◆ Stated problem 1
Reproduce the pointing dataset rows word for word, starting at the line that contains "of the helmet" and ending at the line that contains "<point>30,21</point>". Include both of those lines.

◆ Page text
________

# Killington 4/5/08



## ALLSKIING (Apr 5, 2008)

*Date(s) Skied: *April 5th 2008 11:00-4:00

*Resort or Ski Area: *Killington

*Conditions: *Corn...Lots of fog early then Sun

*Trip Report: *WOW...What a day. Love the corn... Hit OL,Devils fiddle and left with a huge core shot but lots of run with huge rocks to hit off of. OL had a seeded course and huge hero bumps on skiers left. Big dipper was real sweet with great hero bumps. Snowdon was real nice as well. All the natural trails are skiing real well. I will let the pics say the rest.

OL seeded run







Devils Fiddle
























OL Bumps











Big Dipper


----------



## kingslug (Apr 5, 2008)

Maybe I should have signed up for that bus trip tommorow.


----------



## powderfreak (Apr 5, 2008)

There is nothing better than Devils Fiddle in the spring-time.  Nothing.

Thanks for the pictures and bringing back childhood memories of the Fiddle in April!

-Scott


----------



## BeanoNYC (Apr 5, 2008)

kingslug said:


> Maybe I should have signed up for that bus trip tommorow.



What bus trip?  Sundown?


----------



## Greg (Apr 5, 2008)

________

(Rows from a pointing dataset)
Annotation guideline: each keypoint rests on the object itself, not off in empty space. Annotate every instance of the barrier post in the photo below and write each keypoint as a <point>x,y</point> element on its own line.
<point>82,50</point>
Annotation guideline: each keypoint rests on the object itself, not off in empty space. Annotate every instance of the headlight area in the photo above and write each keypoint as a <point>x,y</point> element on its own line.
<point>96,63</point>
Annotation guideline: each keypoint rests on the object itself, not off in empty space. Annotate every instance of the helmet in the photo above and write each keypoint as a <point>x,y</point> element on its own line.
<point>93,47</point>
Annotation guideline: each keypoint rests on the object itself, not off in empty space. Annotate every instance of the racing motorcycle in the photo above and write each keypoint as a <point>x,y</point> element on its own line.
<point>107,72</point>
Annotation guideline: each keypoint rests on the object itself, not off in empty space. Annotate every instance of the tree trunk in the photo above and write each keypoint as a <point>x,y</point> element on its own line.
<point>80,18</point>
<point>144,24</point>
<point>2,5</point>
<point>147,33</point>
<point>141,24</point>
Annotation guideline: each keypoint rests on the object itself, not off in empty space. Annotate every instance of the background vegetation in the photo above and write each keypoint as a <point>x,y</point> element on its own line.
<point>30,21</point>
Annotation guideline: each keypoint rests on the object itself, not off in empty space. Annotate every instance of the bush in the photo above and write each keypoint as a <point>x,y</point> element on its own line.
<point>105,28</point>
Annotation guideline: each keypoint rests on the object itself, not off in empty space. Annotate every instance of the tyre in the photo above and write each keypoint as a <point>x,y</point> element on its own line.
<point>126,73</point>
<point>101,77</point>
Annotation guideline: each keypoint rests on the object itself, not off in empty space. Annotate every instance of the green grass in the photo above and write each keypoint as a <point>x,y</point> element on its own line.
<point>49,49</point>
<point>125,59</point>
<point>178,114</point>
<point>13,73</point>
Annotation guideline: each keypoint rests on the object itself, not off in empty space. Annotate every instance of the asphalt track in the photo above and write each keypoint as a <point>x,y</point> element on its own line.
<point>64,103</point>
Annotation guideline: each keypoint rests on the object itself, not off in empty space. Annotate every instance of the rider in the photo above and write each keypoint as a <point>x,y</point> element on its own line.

________

◆ Stated problem 2
Write the next part of the Killington ski-day forum thread, picking up right after its last line.

◆ Answer 1
Annotation guideline: each keypoint rests on the object itself, not off in empty space. Annotate every instance of the helmet in the photo above and write each keypoint as a <point>x,y</point> element on its own line.
<point>93,47</point>
Annotation guideline: each keypoint rests on the object itself, not off in empty space. Annotate every instance of the racing motorcycle in the photo above and write each keypoint as a <point>x,y</point> element on its own line.
<point>107,72</point>
Annotation guideline: each keypoint rests on the object itself, not off in empty space. Annotate every instance of the tree trunk in the photo above and write each keypoint as a <point>x,y</point> element on its own line.
<point>80,18</point>
<point>144,24</point>
<point>2,5</point>
<point>147,33</point>
<point>141,24</point>
Annotation guideline: each keypoint rests on the object itself, not off in empty space. Annotate every instance of the background vegetation in the photo above and write each keypoint as a <point>x,y</point> element on its own line.
<point>30,21</point>

◆ Answer 2
Fiddle lookin' rad! Nice!


----------



## Beast_Ed (Apr 5, 2008)

It was awesome - great pic's dude!  It started out wicked cloudy but the sun broke and we had terrific spring conditions. Temp was about mid-40's and perfect - not too hot and not icy at all. Oh, and it was completely empty too with hardly anyone at the resort. 

Best mogul trails were:
- Outer Limits
- Lower Fiddle
- Needle's Eye
- Liftline
- Escapade
- Upper Royal Flush

Here's Kev on Needle's and me on Liftline:
Kev - 
http://www.youtube.com/watch?v=KDbguCqMlZg
Bryan - 
http://www.youtube.com/watch?v=7urLCSLLNE0


----------



## Greg (Apr 5, 2008)

Beast_Ed said:


> Here's Kev on Needle's and me on Liftline:
> Kev -
> http://www.youtube.com/watch?v=KDbguCqMlZg
> Bryan -
> http://www.youtube.com/watch?v=7urLCSLLNE0



Uh......yeah.

And maybe one of these days you guys will learn how to ski bumps... :roll:


----------



## Beast_Ed (Apr 5, 2008)

We are unlearning at the moment .. here is us 14 years ago: http://youtube.com/watch?v=hG2m_ALc1VI


----------



## Greg (Apr 5, 2008)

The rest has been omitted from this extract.